TEXT BLOCK:
The University of Toronto has announced a new open-innovation research collaboration, dubbed the Neuroscience Catalyst, with Janssen Inc. and Johnson & Johnson Innovation. 

The three-year agreement, which will support research through the Collaborative Center for Drug Research (CCDR), will solely focus on identifying new ways to treat and manage brain disorders, such as mood disorders and Alzheimer’s disease.

Through the collaboration, the CCDR will issue three calls for proposals over the three-year agreement. Calls for collaborative and open-source research projects will be open to researchers from the Faculty of Medicine, the Leslie Dan Faculty of Pharmacy, the Centre for Addiction and Mental Health (CAMH), and other U of T-affiliated hospitals through the Toronto Academic Health Science Network. As part of the collaboration, Janssen scientists will work with U of T researchers providing technical support and use of their discovery sciences facilities.

This unique marriage between academia and industry presents an opportunity to accelerate the discovery and exploration in the field of neuroscience and mental health. 

“Brain disorders are highly complex and therefore identifying new drug treatments requires a concerted effort and the combined skills and expertise from academia and industry,” said professor Ruth Ross, director of the CCDR, chair of the Department of Pharmacology and Toxicology and senior scientist at CAMH. 

In the spirit of open collaboration, funded researchers are free to commercialize and publicly disclose, through peer-reviewed journals, any of their findings. “This partnership is unusual in that the funding from Janssen is ‘no strings attached.’ That is, the company does not have any intellectual property rights to the research funded by the Neuroscience Catalyst fund and the research is conducted within a model of ‘open collaboration,’” said Ross. 

Historically, investment in funding brain research to identify and develop new treatments has proven to be high-risk commercially. However, the Neuroscience Catalyst will allow researchers to identify potential drug targets and new therapeutic compounds.

ASSIGNED TASK:
Answer these questions about the Neuroscience Catalyst announcement:
1. How many years does the agreement cover?
2. How many calls for proposals will the CCDR issue?
3. What intellectual property rights does Janssen hold to the research the fund pays for?

RECORDED DATA:
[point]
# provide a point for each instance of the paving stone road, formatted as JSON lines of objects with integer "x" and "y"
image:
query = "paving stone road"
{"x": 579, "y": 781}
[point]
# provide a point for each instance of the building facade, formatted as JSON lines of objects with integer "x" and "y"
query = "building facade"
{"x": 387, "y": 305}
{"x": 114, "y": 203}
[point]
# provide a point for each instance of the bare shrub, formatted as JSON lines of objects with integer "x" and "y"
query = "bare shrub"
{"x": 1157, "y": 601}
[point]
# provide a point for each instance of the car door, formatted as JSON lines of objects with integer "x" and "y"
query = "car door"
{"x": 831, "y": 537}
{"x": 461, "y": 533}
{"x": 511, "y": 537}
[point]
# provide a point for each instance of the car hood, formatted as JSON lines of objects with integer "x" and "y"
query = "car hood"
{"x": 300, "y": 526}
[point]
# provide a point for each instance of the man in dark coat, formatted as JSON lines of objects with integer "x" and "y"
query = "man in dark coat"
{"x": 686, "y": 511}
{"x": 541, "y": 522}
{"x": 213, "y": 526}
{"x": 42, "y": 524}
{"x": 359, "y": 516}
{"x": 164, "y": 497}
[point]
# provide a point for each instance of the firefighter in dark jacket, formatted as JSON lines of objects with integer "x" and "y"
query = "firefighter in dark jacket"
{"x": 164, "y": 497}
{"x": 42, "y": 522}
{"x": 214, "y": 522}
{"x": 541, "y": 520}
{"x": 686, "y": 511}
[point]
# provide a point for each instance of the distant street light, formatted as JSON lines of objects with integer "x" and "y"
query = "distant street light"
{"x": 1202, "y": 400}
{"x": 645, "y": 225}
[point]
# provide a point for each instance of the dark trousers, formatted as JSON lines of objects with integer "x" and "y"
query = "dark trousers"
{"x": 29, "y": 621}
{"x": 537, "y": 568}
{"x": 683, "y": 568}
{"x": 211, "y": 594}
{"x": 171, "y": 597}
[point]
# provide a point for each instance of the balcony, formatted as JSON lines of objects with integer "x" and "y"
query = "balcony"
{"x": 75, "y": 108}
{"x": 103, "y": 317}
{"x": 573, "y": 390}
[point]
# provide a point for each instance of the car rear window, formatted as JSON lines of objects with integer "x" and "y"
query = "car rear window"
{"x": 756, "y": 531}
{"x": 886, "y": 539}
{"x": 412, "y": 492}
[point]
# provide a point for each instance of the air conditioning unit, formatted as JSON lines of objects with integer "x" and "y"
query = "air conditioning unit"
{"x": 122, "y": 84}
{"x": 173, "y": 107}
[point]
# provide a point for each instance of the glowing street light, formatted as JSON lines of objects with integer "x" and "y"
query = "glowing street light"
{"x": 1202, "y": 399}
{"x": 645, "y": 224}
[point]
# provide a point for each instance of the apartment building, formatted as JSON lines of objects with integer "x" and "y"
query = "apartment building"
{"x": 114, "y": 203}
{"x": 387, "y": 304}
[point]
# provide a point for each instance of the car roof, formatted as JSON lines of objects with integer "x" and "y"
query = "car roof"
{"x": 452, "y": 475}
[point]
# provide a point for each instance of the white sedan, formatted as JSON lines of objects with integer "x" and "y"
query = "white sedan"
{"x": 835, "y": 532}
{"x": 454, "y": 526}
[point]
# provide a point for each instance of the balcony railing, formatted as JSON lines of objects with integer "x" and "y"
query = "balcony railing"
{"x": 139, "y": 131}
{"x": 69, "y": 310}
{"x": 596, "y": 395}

ANSWER TO THE PROBLEM:
1. Three years.
2. Three.
3. None.